## [Given information]
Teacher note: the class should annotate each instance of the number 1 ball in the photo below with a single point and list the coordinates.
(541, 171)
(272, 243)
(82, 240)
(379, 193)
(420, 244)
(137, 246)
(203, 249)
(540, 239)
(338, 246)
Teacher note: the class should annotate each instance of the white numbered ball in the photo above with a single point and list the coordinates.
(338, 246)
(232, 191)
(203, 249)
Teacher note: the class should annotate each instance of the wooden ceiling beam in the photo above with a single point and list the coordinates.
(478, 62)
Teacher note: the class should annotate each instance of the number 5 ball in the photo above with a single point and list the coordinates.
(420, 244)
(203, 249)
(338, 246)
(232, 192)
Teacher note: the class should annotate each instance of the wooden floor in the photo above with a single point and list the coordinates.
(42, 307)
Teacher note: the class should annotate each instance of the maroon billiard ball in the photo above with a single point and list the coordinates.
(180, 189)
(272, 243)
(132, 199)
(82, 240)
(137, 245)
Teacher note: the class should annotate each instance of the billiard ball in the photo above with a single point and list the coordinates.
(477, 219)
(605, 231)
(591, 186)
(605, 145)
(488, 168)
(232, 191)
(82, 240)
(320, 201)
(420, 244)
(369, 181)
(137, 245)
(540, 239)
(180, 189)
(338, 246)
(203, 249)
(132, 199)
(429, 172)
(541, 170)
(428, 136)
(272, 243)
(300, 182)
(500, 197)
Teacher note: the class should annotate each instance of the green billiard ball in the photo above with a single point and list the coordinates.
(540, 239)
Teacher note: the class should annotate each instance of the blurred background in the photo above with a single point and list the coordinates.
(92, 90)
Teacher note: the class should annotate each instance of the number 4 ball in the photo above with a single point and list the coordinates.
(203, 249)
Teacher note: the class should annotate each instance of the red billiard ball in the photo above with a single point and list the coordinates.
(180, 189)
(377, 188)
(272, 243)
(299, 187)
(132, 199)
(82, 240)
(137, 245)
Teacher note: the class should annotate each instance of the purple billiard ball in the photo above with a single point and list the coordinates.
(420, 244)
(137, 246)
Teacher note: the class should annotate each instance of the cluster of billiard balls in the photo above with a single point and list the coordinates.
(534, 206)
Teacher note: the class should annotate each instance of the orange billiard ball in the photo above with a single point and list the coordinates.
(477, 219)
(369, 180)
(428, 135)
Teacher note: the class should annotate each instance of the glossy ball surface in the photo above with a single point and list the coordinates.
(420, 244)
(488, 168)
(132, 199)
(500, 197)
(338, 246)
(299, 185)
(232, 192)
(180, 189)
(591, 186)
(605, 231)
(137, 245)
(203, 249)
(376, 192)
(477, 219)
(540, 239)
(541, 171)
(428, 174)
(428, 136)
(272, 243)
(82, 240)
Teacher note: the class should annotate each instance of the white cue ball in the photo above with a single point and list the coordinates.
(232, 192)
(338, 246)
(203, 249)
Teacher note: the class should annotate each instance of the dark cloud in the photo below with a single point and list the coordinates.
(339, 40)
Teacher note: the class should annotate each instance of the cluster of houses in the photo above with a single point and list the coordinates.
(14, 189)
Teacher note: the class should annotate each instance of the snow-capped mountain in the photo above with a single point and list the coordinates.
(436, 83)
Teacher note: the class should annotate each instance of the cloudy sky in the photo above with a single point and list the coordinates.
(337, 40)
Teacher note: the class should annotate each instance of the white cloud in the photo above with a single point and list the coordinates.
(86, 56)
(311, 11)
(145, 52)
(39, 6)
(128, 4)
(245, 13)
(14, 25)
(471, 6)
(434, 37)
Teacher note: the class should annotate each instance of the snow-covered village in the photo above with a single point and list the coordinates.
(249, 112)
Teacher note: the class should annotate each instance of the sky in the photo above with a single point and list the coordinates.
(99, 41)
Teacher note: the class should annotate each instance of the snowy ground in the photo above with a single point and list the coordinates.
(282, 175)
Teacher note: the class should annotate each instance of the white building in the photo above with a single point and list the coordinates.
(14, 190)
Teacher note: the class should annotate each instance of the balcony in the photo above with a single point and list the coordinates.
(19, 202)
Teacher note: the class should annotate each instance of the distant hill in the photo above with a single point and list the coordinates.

## [Task to complete]
When you answer, set down the entries above precisely as they read.

## [Problem solution]
Teacher note: the class should annotate each instance of the number 1 ball in the photo below with a single point and list the coordinates.
(541, 171)
(272, 243)
(82, 240)
(379, 193)
(420, 244)
(137, 246)
(203, 249)
(540, 239)
(338, 246)
Teacher note: the class should annotate each instance of the white numbered ball in the photo above with a single point and list the coordinates.
(338, 246)
(232, 191)
(203, 249)
Teacher note: the class should annotate each instance of the wooden ceiling beam in the photo above with a single point and list the coordinates.
(478, 62)
Teacher note: the class should annotate each instance of the number 5 ball in the photo above with a single point and list the coordinates.
(420, 244)
(203, 249)
(338, 246)
(232, 192)
Teacher note: the class should annotate each instance of the wooden floor in the photo above with a single point and list the coordinates.
(42, 307)
Teacher note: the class should annotate each instance of the maroon billiard ball in the photo above with a single point and list the coordinates.
(180, 189)
(272, 243)
(132, 199)
(82, 240)
(137, 245)
Teacher note: the class should annotate each instance of the billiard ball in the photo above with a single point and list the coordinates.
(477, 219)
(605, 231)
(591, 186)
(605, 145)
(488, 168)
(232, 191)
(82, 240)
(320, 201)
(420, 244)
(369, 181)
(137, 245)
(540, 239)
(180, 189)
(338, 246)
(203, 249)
(132, 199)
(429, 172)
(541, 170)
(428, 136)
(272, 243)
(300, 182)
(500, 197)
Teacher note: the class should annotate each instance of the green billiard ball in the photo above with a single point and list the coordinates.
(540, 239)
Teacher note: the class should annotate each instance of the blurred background in the photo above with a single point and list the coordinates.
(92, 90)
Teacher note: the class should annotate each instance of the number 4 ball in the photo above with a single point and list the coordinates.
(203, 249)
Teacher note: the class should annotate each instance of the red billiard ball in the photo above with a single point and list the coordinates.
(180, 189)
(377, 188)
(272, 243)
(299, 187)
(132, 199)
(82, 240)
(137, 245)
Teacher note: the class should annotate each instance of the purple billiard ball in the photo above with a single point and list the coordinates.
(420, 244)
(137, 246)
Teacher note: the class should annotate each instance of the cluster of billiard balls in the photo above with a single point and list the coordinates.
(534, 206)
Teacher note: the class should annotate each instance of the orange billiard ball in the photo above with a single point and list the coordinates.
(477, 219)
(369, 180)
(428, 135)
Teacher note: the class should annotate each instance of the glossy ball surface in the photo above with a single point and list the coordinates.
(420, 244)
(488, 168)
(132, 199)
(500, 197)
(338, 246)
(299, 185)
(232, 192)
(180, 189)
(591, 186)
(605, 231)
(137, 245)
(203, 249)
(376, 192)
(477, 219)
(540, 239)
(541, 171)
(428, 174)
(428, 136)
(272, 243)
(82, 240)
Teacher note: the class should annotate each instance of the white cue ball in the photo above with a single point and list the coordinates.
(232, 192)
(338, 246)
(203, 249)
Teacher note: the class should annotate each instance of the dark cloud in the photo below with a single point and list the coordinates.
(339, 40)
Teacher note: the class should annotate each instance of the cluster of houses in the photo above with a single point and list the coordinates.
(14, 189)
Teacher note: the class should annotate each instance of the snow-capped mountain in the photo above with a single point and list the coordinates.
(436, 83)
Teacher note: the class should annotate each instance of the cloudy sky in the photo above with a single point and list the coordinates.
(337, 40)
Teacher note: the class should annotate each instance of the white cloud in the photo above with a single point and list the coordinates.
(86, 56)
(311, 11)
(145, 52)
(39, 6)
(128, 4)
(245, 13)
(14, 25)
(471, 6)
(434, 37)
Teacher note: the class should annotate each instance of the snow-covered village in the photo above with a single point and list the coordinates.
(249, 112)
Teacher note: the class should annotate each instance of the sky in the photo above with a single point and list the coordinates.
(99, 41)
Teacher note: the class should annotate each instance of the snowy ground in the photo above with a single point and list the coordinates.
(282, 175)
Teacher note: the class should annotate each instance of the white building in the photo above with a single point and list the coordinates.
(14, 190)
Teacher note: the class should annotate each instance of the balcony in the photo above with a single point and list the coordinates.
(19, 202)
Teacher note: the class should annotate each instance of the distant hill in the photo above with a single point and list the coordinates.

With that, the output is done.